* [TEXT FOR ANALYSIS]:

_ _ _ _ _ _ _

A founder asked me last month: “How do I evaluate an AI agency without already being a CTO?”
She had three proposals on her desk. Two from US agencies at $80K each, one from an offshore team at $25K. The pitches sounded similar. The case studies sounded similar. The websites looked similar. She’d been told to compare on price, hours, and timeline. She had no idea which one would actually deliver.
I gave her seven questions. They came from running our agency, hiring at HackerRank, building infrastructure at Google, and being on the buying side, because I’ve evaluated agencies for projects I didn’t have time to do myself. The questions take about 30 minutes per agency to ask. They disqualified two of her three options before she got to pricing.
She picked the third one. Six weeks later it shipped.
This post is that checklist. Run it on every AI agency you evaluate, including us. The point is to make a bad fit visible in week one, not month two.
Why Most Agency Evaluations Go Wrong
Founders default to evaluating AI agencies the way they evaluate web dev agencies. That worked fine in 2018. It does not work in 2026.
In a web dev project, the deliverable is mostly known. You can compare React vs Vue, point estimates vs hourly rates, US team vs offshore. The execution risk is bounded. Most competent teams will produce something usable.

_ _ _ _ _ _ _

Point localization data
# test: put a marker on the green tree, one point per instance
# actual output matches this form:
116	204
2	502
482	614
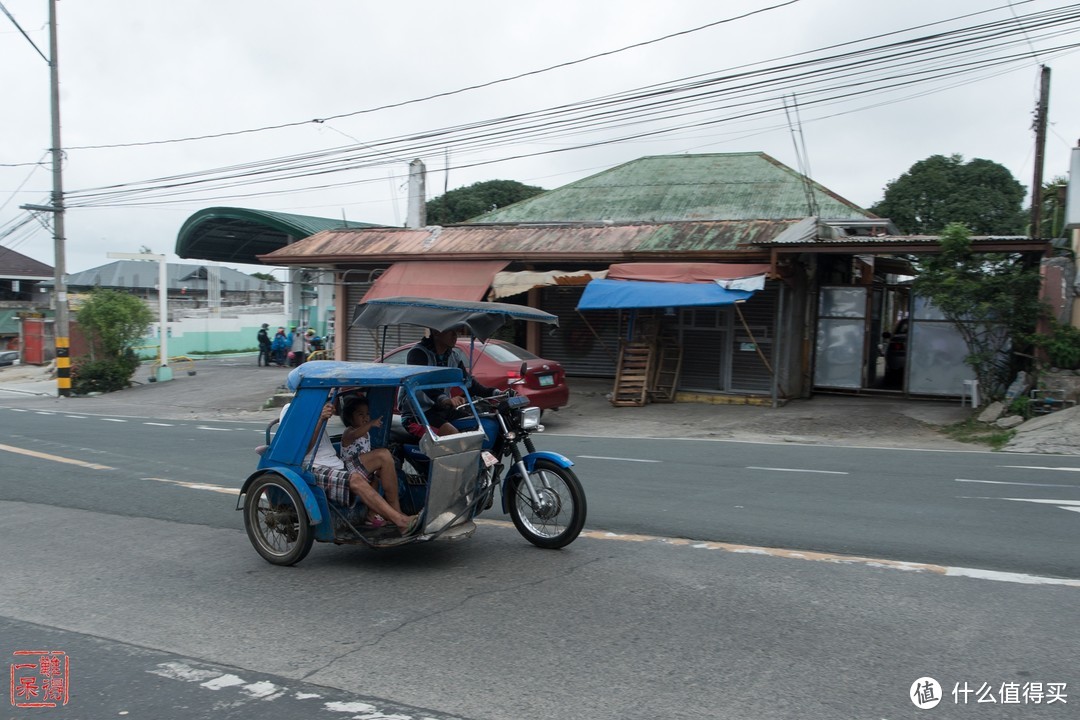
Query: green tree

_ _ _ _ _ _ _

* [EXERCISE PROMPT]: Update the post on evaluating AI agencies by giving the passage between "She had three" and "later it shipped.", inclusive, with "seven questions" replaced by "seven screening questions".

* [REPLY TO THE EXERCISE]:
She had three proposals on her desk. Two from US agencies at $80K each, one from an offshore team at $25K. The pitches sounded similar. The case studies sounded similar. The websites looked similar. She’d been told to compare on price, hours, and timeline. She had no idea which one would actually deliver.
I gave her seven screening questions. They came from running our agency, hiring at HackerRank, building infrastructure at Google, and being on the buying side, because I’ve evaluated agencies for projects I didn’t have time to do myself. The questions take about 30 minutes per agency to ask. They disqualified two of her three options before she got to pricing.
She picked the third one. Six weeks later it shipped.